- _SHORT TASK_
Exclude the pictures, then repeat the remaining data exactly.

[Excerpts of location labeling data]
---

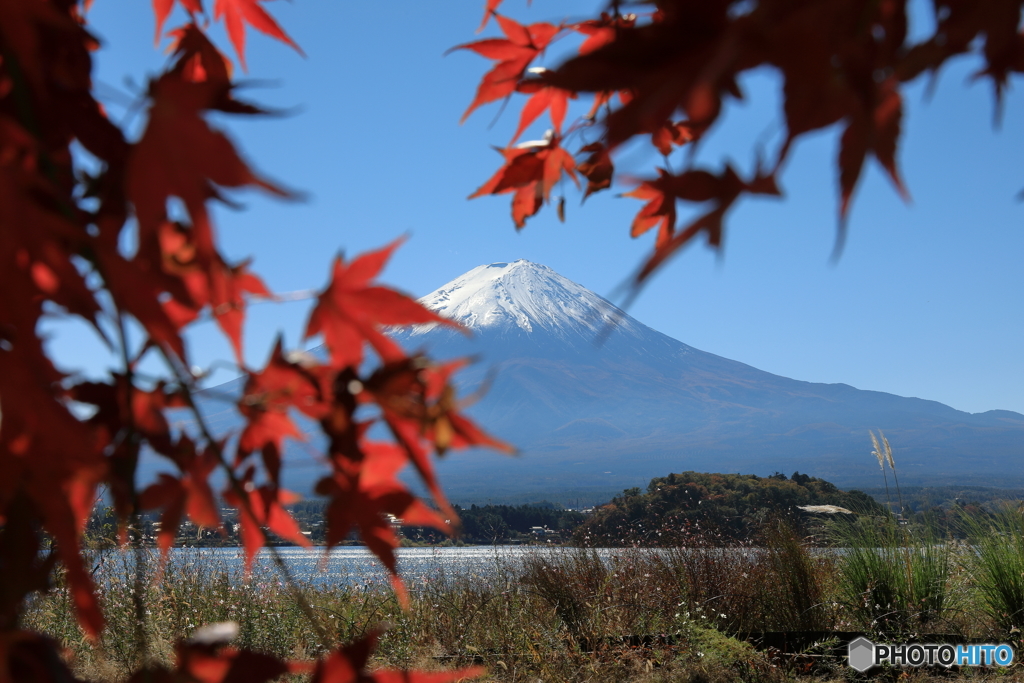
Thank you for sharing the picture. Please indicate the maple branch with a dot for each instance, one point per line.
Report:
(141, 640)
(243, 497)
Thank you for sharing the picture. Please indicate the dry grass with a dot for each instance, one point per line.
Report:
(557, 614)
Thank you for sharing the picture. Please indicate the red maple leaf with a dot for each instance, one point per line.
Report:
(660, 207)
(189, 494)
(363, 493)
(180, 156)
(263, 507)
(513, 54)
(239, 12)
(543, 96)
(598, 168)
(348, 665)
(530, 170)
(351, 311)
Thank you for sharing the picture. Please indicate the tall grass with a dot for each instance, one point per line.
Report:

---

- _RESPONSE_
Thank you for sharing the picture. Please indicate the maple branch with a dot for each instance, one point per line.
Report:
(141, 640)
(243, 497)
Thank you for sharing the picture. Please indicate the dry grass with a dot for each instance, one point per line.
Report:
(557, 614)
Thank you for sharing the picture. Please indicate the red maple leaf with a dot for each instance, one point per line.
Report:
(660, 207)
(189, 494)
(363, 493)
(180, 156)
(263, 507)
(513, 54)
(239, 12)
(543, 96)
(598, 168)
(348, 665)
(530, 170)
(351, 311)
Thank you for sharing the picture. Please indicate the tall grass with a dot for each instance, one point per line.
Report:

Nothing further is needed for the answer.